Region pointing data
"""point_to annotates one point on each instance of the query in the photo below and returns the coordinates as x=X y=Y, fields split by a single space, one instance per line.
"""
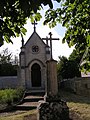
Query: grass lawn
x=78 y=105
x=20 y=116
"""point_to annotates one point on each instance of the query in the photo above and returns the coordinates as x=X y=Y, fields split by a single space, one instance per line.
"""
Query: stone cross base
x=53 y=111
x=52 y=84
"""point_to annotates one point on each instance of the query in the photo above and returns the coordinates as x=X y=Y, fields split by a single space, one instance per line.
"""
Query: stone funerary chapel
x=33 y=56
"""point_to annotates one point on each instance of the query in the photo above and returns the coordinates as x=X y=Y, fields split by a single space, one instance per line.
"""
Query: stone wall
x=78 y=85
x=9 y=82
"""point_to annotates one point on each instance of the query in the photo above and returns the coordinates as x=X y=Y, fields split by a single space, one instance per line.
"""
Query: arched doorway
x=36 y=75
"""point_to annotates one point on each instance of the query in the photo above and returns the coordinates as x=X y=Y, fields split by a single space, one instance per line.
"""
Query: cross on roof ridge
x=34 y=23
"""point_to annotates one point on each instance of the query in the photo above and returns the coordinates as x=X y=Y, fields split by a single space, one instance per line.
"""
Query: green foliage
x=14 y=14
x=75 y=16
x=10 y=96
x=67 y=68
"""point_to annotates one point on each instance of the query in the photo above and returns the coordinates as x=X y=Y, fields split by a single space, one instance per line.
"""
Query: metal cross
x=50 y=41
x=34 y=26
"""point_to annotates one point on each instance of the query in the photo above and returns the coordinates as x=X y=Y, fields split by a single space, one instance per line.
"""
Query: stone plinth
x=52 y=84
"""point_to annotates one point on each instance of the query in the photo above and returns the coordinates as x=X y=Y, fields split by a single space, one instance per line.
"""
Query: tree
x=67 y=68
x=14 y=13
x=75 y=16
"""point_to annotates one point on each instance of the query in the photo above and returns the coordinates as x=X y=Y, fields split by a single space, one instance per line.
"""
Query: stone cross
x=22 y=40
x=50 y=41
x=34 y=25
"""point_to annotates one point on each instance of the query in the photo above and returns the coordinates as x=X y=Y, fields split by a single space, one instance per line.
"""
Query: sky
x=59 y=49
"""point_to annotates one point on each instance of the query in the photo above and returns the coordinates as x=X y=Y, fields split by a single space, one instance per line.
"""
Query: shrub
x=10 y=96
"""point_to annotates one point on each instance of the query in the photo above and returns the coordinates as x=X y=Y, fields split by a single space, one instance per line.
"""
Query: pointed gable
x=35 y=48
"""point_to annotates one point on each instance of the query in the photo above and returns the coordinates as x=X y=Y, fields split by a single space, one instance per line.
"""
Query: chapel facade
x=33 y=56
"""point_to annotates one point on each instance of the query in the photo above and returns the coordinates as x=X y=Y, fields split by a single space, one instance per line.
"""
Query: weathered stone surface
x=52 y=84
x=53 y=111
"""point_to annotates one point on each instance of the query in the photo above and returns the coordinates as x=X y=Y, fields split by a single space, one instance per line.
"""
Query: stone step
x=33 y=98
x=27 y=106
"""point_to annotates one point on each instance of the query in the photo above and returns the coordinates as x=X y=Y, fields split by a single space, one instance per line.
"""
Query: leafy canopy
x=75 y=16
x=14 y=13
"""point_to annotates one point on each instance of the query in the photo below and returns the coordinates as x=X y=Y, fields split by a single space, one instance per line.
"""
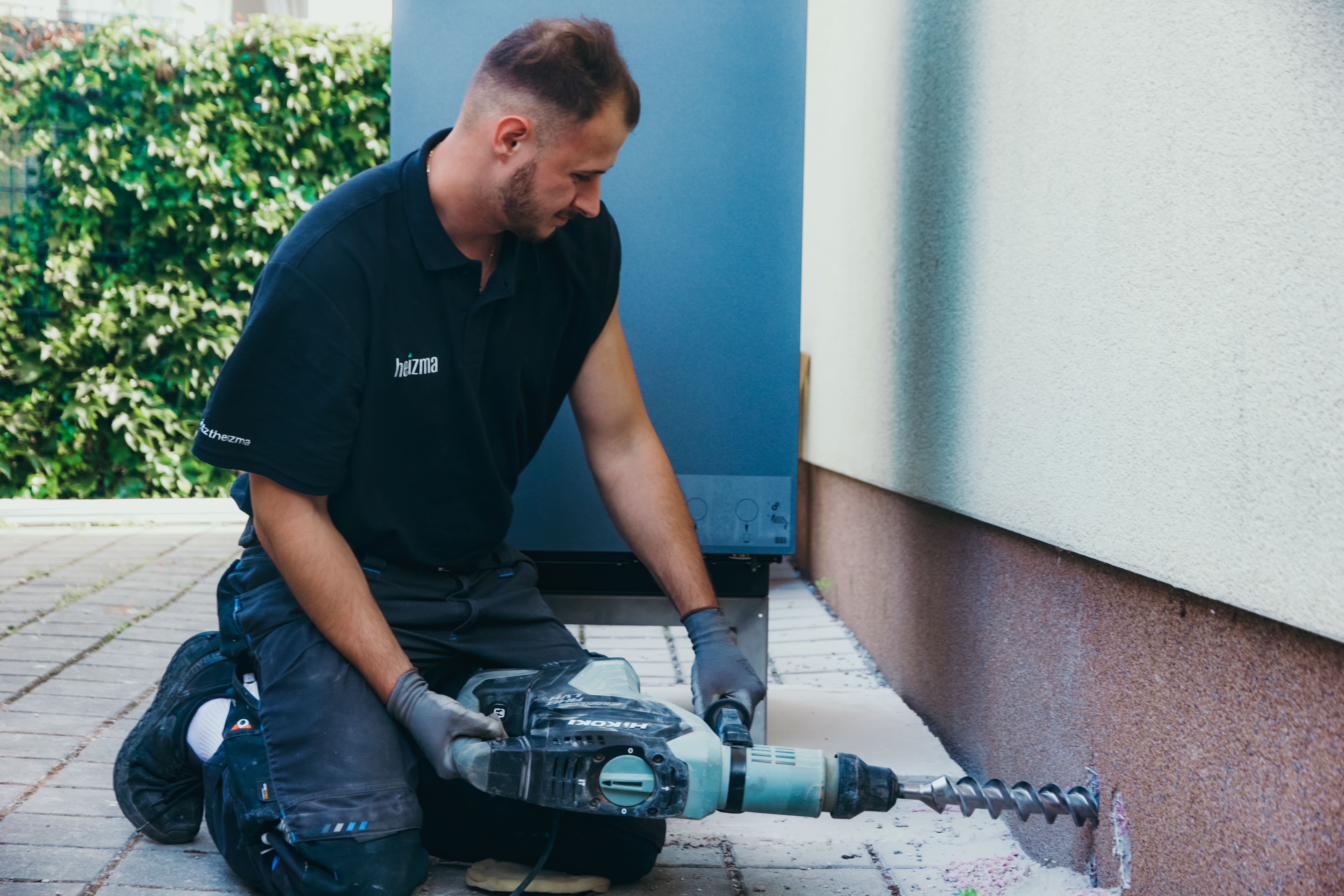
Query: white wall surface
x=1076 y=268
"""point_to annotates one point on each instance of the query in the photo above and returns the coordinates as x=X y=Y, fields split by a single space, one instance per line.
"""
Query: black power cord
x=546 y=853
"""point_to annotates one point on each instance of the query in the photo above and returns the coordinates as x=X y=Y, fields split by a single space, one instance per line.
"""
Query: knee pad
x=392 y=866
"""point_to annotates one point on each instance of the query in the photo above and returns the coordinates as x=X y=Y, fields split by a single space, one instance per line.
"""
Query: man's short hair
x=573 y=68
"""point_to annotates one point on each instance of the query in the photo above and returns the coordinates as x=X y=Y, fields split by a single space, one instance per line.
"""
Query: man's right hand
x=435 y=720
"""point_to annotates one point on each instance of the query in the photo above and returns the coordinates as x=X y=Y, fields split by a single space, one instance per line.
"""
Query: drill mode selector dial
x=627 y=781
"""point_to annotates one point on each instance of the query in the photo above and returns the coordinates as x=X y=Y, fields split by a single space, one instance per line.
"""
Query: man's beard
x=522 y=212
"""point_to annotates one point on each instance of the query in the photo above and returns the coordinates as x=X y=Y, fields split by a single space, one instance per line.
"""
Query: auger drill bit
x=970 y=794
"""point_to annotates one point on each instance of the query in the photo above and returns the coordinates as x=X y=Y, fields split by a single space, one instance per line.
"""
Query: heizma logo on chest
x=416 y=366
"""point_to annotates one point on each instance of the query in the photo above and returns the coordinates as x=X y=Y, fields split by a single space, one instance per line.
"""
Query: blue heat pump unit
x=708 y=195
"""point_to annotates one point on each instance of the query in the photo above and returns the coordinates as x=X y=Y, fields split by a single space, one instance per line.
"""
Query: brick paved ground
x=89 y=619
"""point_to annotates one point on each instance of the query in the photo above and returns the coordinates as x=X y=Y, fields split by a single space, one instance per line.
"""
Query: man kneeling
x=410 y=343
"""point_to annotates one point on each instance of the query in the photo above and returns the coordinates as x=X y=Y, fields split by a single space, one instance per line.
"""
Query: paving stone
x=797 y=882
x=99 y=669
x=29 y=888
x=120 y=729
x=160 y=891
x=31 y=639
x=810 y=633
x=25 y=772
x=101 y=750
x=29 y=653
x=72 y=801
x=822 y=663
x=832 y=680
x=152 y=864
x=65 y=831
x=37 y=746
x=624 y=632
x=9 y=793
x=757 y=852
x=156 y=636
x=123 y=676
x=49 y=723
x=84 y=774
x=54 y=863
x=11 y=684
x=44 y=701
x=655 y=682
x=691 y=855
x=828 y=648
x=690 y=882
x=658 y=655
x=66 y=625
x=127 y=659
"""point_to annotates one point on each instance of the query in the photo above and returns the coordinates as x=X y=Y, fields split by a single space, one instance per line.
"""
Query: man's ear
x=511 y=134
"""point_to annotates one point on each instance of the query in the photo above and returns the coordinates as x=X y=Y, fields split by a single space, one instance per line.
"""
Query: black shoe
x=158 y=777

● **WORK TASK**: Only the records, copied exactly and free of pictures, belong in the answer.

● **COMPLETED TASK**:
"""point_to annotates one point on each instance of the query in the photo below and returns the coordinates as x=X y=Y, fields split by a single space, one instance per line.
"""
Query: grass lawn
x=78 y=105
x=20 y=116
"""point_to annotates one point on each instance of the query in the photo above and returns the coordinates as x=X y=Y, fields split by a single space, one instance per line.
"""
Query: stone cross base
x=53 y=111
x=52 y=84
"""point_to annotates one point on each instance of the query in the photo above and returns the coordinates as x=X y=Y, fields split by a single space, one instance per line.
"""
Query: stone funerary chapel
x=33 y=56
"""point_to annotates one point on each instance of the query in the photo above and returns the coordinates as x=X y=Y, fields split by a single space, one instance per line.
"""
Query: stone wall
x=78 y=85
x=9 y=82
"""point_to annotates one point on each instance of the query in the photo above and returns the coordinates as x=X y=Y, fields split by a single space, one instance per line.
"""
Query: arched doorway
x=36 y=75
"""point_to annotates one point on each instance of the query in the photo above and returns the coordinates as x=X y=Y, fields split by a single space, one instance per line.
"""
Query: cross on roof ridge
x=34 y=23
"""point_to annotates one point on each instance of the query in the photo above and returns the coordinates as x=X y=Y, fields split by a single space, one instance per line.
"""
Query: green foliage
x=14 y=14
x=75 y=16
x=10 y=96
x=67 y=68
"""point_to annotates one point on each instance of the query in the photo above and returns the coordinates as x=X y=Y, fields split by a single space, one instance per line.
"""
Query: metal cross
x=50 y=41
x=34 y=26
"""point_to annotates one point on each instance of the query in the photo above and returns the coordinates as x=X y=Y, fields split by a single space, one instance per line.
"""
Query: stone plinth
x=52 y=84
"""point_to annotates one point on each instance of the query in the photo above and returns the coordinates as x=X y=Y, fields split by a single space, one instance per line.
"""
Query: tree
x=67 y=68
x=14 y=13
x=75 y=16
"""point_to annotates one point on each instance of the query in the photo above and returns the coordinates as x=X y=Y, fields split by a single space, one instance per line.
"""
Query: stone cross
x=22 y=40
x=50 y=41
x=34 y=25
"""point_to annotates one point on each instance of the query in the photo above and returns the coordinates as x=X y=Y, fields split by a single space, one instance per line.
"""
Query: sky
x=59 y=49
"""point_to annotates one point on each instance of the query in the photo above and returns the coordinates as x=X y=Y, fields split by a single space, one instance per line.
"""
Query: shrub
x=10 y=96
"""point_to annotates one point on each instance of the query in the photo above and returns the coordinates as x=X y=Y, fields split by a single space, one instance per line.
"""
Query: pointed gable
x=35 y=48
"""point_to annotates one point on each instance of the query in the photo above and returns the coordinates as x=X y=Y, fields split by a single space, one instance per line.
"""
Query: chapel facade
x=33 y=56
"""point_to annotates one point on each instance of the query in the photo above and returns the coordinates as x=X y=Y, fields split by a single space, one instance per line.
"""
Query: weathered stone surface
x=52 y=84
x=53 y=111
"""point_to annotates one point on each instance of the query in the photo above and returns the coordinates as x=X y=Y, fields split by a single space, one instance per line.
"""
Query: stone step
x=33 y=98
x=27 y=106
"""point_to annotates one point on each instance of the query in the photo above and returns the coordinates as x=X y=Y, fields split by a single space, one instance per line.
"""
Query: leafy canopy
x=75 y=16
x=14 y=13
"""point_to annotates one point on each instance of the query in the photo below and returns the coordinates as x=X y=Y, fields split by a single space, one instance per line.
"""
Query: white wall surface
x=1076 y=268
"""point_to annotates one point on each instance of the query in the photo above and returns the coordinates as x=X y=Y, fields split by a single space, one instance per line.
"""
Query: black power cord
x=546 y=853
"""point_to annotates one point on each instance of the query in the photo above and returns the coordinates as x=X y=Y, fields split by a single space, one instance per line.
"""
Query: knee pad
x=392 y=866
"""point_to annotates one point on each instance of the query in the photo above and returns the coordinates as x=X y=Y, fields split by a single space, one instance per line.
"""
Query: man's short hair
x=573 y=68
"""point_to annotates one point on each instance of the query in the photo above and returns the coordinates as x=X y=Y, fields split by a single space, one instance per line.
"""
Query: man's right hand
x=435 y=720
"""point_to annotates one point on each instance of the query in the photo above and returns the coordinates as x=X y=Y, fields split by a single space, one instance per line.
"""
Query: drill mode selector dial
x=627 y=781
"""point_to annotates one point on each instance of the query in the photo above and returns the coordinates as x=X y=Y, fields split by a single space, one instance per line.
"""
Query: man's beard
x=522 y=212
"""point_to annotates one point on each instance of the query in the photo above and returns the coordinates as x=X y=Y, fields split by a single space, one instance per line.
"""
Query: auger drill bit
x=970 y=794
"""point_to annotates one point on each instance of the query in the photo above and returns the coordinates as x=X y=Y, fields split by a single space, one instance per line.
"""
Query: heizma logo on chest
x=416 y=366
"""point_to annotates one point on each instance of the query in the photo above and returns the coordinates as x=X y=Y, fields split by a single space, one instance per line.
"""
Query: blue heat pump unit
x=708 y=195
"""point_to annotates one point on each instance of the query in the photo above and returns the coordinates as x=X y=Y, fields split by a single space, one instance per line.
"""
Query: brick paved ground
x=89 y=619
"""point_to annotates one point on each instance of the query in the photo above and returns the coordinates as x=X y=Y, fields split by a single space, one instance per line.
"""
Query: man kneeling
x=410 y=343
"""point_to annotates one point on each instance of the query in the photo above and returns the coordinates as x=X y=Y, fields split by a single space, one instance per line.
"""
Query: paving stone
x=797 y=882
x=99 y=669
x=29 y=888
x=120 y=729
x=160 y=891
x=31 y=639
x=810 y=633
x=25 y=772
x=101 y=750
x=29 y=653
x=72 y=801
x=822 y=663
x=832 y=680
x=152 y=864
x=65 y=831
x=37 y=746
x=624 y=632
x=9 y=793
x=757 y=852
x=156 y=636
x=123 y=676
x=49 y=723
x=84 y=774
x=54 y=863
x=11 y=684
x=44 y=701
x=655 y=682
x=691 y=855
x=828 y=648
x=690 y=882
x=658 y=655
x=66 y=625
x=127 y=659
"""point_to annotates one point on each instance of the query in the photo above and returns the coordinates as x=X y=Y, fields split by a single space, one instance per line.
"""
Query: man's ear
x=511 y=134
"""point_to annotates one point on each instance of the query in the photo above and returns the coordinates as x=X y=Y, fields split by a single space, one instance per line.
"""
Query: black shoe
x=158 y=777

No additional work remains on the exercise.